>> START Exercise inputs

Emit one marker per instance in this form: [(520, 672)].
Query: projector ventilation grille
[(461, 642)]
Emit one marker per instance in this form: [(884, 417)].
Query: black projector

>> END Exercise inputs

Exercise requirements :: Copy the data from the line containing "Emit one marker per instance in this form: [(884, 417)]." through the end, substituting "white" for "black" and leaving everything else unchanged.

Solution to the problem ::
Emit one marker per instance in this form: [(884, 417)].
Query: white projector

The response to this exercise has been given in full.